(Collected data entries)
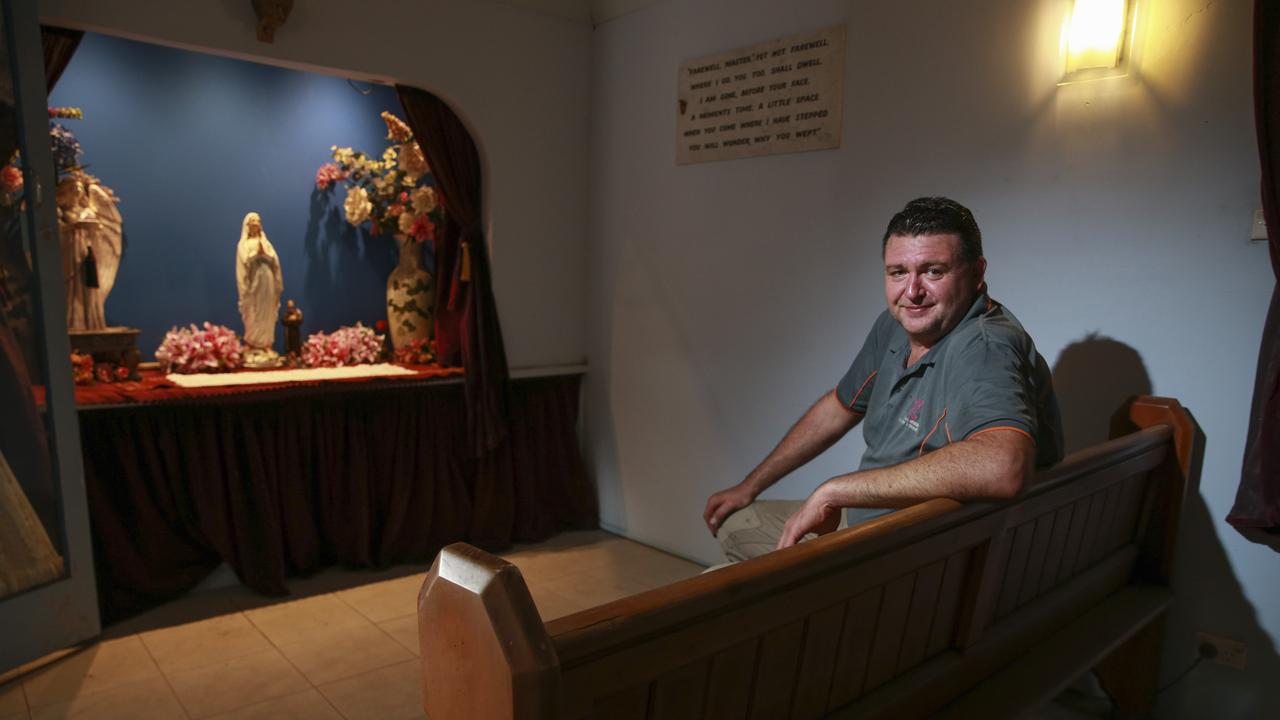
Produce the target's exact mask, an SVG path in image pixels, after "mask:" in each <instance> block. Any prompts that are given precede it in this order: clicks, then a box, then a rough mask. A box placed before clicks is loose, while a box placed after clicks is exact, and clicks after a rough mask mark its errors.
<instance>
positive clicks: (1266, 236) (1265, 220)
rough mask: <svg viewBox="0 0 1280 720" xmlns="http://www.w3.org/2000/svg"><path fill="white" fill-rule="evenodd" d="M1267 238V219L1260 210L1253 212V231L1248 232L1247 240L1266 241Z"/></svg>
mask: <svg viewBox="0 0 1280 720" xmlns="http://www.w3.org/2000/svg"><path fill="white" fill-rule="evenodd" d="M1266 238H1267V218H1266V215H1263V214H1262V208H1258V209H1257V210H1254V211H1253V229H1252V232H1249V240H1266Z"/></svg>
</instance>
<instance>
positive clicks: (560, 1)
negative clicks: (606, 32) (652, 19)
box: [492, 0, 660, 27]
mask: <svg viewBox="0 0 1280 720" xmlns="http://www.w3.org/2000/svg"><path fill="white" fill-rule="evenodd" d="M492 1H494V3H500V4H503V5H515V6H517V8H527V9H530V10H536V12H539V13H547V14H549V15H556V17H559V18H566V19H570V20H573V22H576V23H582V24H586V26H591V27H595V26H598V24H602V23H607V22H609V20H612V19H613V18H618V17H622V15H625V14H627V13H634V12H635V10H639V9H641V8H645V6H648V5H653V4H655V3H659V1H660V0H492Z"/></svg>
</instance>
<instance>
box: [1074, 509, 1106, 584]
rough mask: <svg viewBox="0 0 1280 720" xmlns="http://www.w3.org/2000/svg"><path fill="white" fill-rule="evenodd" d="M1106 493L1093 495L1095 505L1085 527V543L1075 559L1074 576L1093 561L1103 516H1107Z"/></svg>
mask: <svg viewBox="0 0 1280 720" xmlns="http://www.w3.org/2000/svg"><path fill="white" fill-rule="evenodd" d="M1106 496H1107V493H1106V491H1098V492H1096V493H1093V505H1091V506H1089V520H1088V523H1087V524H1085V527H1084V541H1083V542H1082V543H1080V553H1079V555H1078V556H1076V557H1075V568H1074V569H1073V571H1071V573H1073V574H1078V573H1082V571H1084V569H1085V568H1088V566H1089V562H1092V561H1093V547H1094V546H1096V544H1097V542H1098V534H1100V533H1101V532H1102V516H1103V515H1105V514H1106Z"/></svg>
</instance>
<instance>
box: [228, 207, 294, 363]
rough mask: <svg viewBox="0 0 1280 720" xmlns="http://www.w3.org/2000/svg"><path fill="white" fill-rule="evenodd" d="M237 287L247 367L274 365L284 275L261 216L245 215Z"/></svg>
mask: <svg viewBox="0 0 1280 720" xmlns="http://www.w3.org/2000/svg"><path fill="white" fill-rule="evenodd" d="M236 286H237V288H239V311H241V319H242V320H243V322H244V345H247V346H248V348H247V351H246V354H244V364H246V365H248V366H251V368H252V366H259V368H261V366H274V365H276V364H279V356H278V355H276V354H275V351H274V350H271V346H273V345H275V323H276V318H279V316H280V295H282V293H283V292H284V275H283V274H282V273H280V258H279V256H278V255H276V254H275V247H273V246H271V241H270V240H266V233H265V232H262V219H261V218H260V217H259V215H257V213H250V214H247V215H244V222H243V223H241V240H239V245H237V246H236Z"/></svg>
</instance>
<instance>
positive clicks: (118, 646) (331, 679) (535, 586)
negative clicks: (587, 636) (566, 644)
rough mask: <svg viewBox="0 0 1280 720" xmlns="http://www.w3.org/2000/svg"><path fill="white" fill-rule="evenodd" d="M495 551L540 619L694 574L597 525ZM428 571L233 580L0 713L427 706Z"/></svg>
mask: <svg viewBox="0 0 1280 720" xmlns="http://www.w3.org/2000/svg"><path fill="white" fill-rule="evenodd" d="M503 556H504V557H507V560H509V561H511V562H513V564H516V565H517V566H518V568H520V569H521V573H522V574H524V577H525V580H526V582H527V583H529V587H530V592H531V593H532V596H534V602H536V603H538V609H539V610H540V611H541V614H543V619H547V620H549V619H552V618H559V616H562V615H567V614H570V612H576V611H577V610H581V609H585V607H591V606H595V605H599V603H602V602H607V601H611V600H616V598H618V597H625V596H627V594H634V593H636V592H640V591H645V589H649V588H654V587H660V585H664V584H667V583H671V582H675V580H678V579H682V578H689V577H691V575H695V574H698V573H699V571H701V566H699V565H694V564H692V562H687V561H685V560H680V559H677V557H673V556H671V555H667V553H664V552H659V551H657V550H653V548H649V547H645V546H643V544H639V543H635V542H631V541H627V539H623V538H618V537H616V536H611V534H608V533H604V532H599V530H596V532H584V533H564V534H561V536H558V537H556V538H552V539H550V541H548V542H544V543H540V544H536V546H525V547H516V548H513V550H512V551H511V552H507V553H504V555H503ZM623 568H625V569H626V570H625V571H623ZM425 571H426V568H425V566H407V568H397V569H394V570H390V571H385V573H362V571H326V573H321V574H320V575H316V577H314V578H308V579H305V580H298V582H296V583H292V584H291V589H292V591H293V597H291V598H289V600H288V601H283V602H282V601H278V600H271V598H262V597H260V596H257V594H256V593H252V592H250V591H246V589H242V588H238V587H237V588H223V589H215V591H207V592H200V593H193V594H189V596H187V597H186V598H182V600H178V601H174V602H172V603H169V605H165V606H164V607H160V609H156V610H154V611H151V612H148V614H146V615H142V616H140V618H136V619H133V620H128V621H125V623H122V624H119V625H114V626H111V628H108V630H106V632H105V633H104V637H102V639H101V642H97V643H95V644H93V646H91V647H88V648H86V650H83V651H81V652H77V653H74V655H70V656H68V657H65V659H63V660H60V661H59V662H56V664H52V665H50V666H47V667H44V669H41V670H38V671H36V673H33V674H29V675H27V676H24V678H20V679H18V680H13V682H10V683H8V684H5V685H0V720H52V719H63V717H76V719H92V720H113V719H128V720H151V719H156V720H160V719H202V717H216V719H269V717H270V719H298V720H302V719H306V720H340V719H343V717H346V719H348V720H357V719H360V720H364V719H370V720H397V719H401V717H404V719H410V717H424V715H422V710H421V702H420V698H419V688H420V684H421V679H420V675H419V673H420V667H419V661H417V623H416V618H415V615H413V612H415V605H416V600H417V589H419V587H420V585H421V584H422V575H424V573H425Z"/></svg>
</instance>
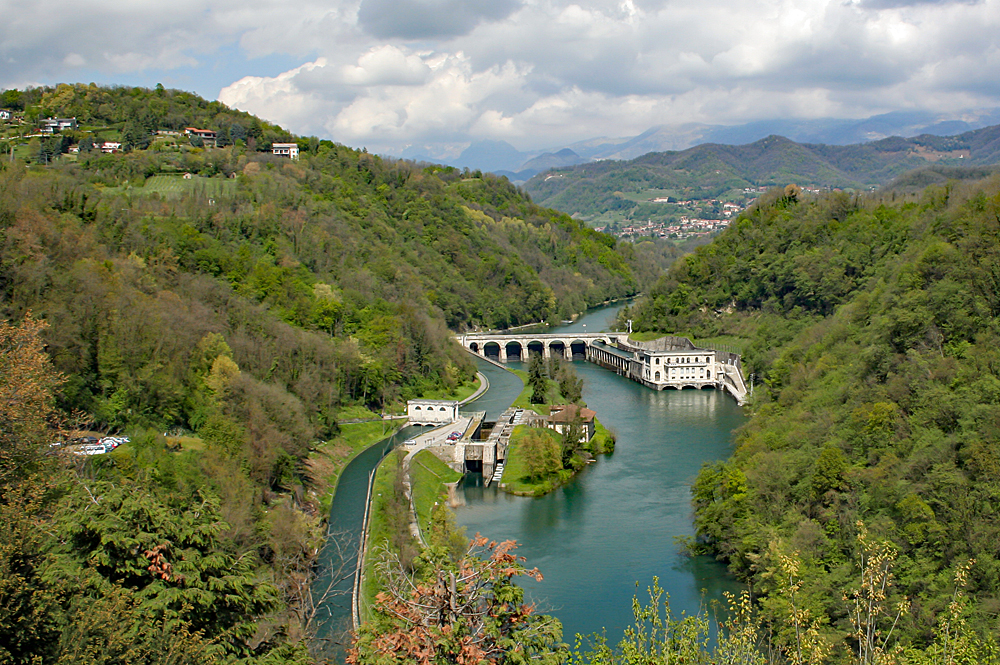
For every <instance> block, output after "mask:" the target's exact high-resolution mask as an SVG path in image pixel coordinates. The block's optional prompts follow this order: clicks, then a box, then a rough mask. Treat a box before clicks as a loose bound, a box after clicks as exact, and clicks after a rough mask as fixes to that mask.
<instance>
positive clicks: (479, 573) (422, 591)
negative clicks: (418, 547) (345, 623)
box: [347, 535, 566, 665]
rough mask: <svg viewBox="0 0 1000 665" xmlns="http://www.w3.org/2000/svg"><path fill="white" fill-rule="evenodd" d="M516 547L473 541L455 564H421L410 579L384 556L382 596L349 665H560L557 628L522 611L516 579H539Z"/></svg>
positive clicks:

- [Exercise requirements] Extract the lines of the records verbatim, starting at the line that contains "547L473 541L455 564H421L410" and ending at the final line of the records.

- [Response box]
rough mask: <svg viewBox="0 0 1000 665" xmlns="http://www.w3.org/2000/svg"><path fill="white" fill-rule="evenodd" d="M516 547L473 541L455 564H421L410 579L384 556L382 596L349 665H560L557 628L522 611L516 579H539Z"/></svg>
positive clicks:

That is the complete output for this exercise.